-- Start Text block --
Difficult conversations have three basic traits. The first is a combat mentality: We treat them as battles in which there will be winners and losers. And we want to be a winner, so we seek to trample our counterpart (except we don't view him or her as a counterpart, but as an opponent). The conversation becomes a battleground, which is the prime reason for the lasting damage such conversations precipitate.

Difficult conversations also carry heavier emotional loads than normal conversations, notably anger, embarrassment, anxiety or fear. And those emotions get in the way.

Finally, in difficult conversations it's hard to understand what is happening. "It's hard to read the other side's intentions. And it's hard to tell how our counterpart is taking what we say, and then how he feels in reaction," she writes in Failure To Communicate.

The key to avoid falling into turmoil, she says, is respect. That comes in three forms: Self respect, respect for our counterpart, and a healthy respect for the problem that the conversation itself poses to you.

Self-respect helps brace us against the pull of our emotions. It helps us to stay away from self-righteousness, and to see that it's in our interest to move the conversation forward effectively. It's important to have self-respect, because we probably won't be sensing much respect from our conversational counterpart.

Yet, even if the other party isn't showing respect for you, it's vital that you respect them. "Respect for them is vital because disrespect takes such a toll on reputations and relationships. Respect for our counterparts is a strong advantage to us. It's not a gift to them, and it's not contingent on their respecting us in return," she stresses.
-- End Text block --
**Exercise task:** Repeat the passage on difficult conversations word for word, starting at the words "Finally, in difficult" and stopping after "poses to you.". The listing that comes next has nothing to do with the passage on difficult conversations.
-- Start Extracted records --
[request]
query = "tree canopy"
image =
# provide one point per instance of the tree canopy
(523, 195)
-- End Extracted records --
-- Start Extracted records --
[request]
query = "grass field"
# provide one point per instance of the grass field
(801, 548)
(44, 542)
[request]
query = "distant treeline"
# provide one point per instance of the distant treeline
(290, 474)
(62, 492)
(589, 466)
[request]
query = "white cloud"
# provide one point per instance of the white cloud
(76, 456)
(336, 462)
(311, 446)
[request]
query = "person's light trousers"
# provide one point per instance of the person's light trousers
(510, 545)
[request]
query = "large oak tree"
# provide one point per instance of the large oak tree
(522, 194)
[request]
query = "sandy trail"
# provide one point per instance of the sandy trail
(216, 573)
-- End Extracted records --
-- Start Extracted records --
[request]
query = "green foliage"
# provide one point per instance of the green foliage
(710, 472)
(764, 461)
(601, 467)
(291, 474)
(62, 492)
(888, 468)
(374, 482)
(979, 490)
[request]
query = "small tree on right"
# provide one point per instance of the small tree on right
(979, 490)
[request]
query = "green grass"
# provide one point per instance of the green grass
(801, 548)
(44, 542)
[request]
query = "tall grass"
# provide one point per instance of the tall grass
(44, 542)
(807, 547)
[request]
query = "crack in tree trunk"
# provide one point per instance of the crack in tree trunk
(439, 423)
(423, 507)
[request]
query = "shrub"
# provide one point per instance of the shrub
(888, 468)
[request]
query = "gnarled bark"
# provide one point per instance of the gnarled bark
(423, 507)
-- End Extracted records --
**Written solution:**
Finally, in difficult conversations it's hard to understand what is happening. "It's hard to read the other side's intentions. And it's hard to tell how our counterpart is taking what we say, and then how he feels in reaction," she writes in Failure To Communicate.

The key to avoid falling into turmoil, she says, is respect. That comes in three forms: Self respect, respect for our counterpart, and a healthy respect for the problem that the conversation itself poses to you.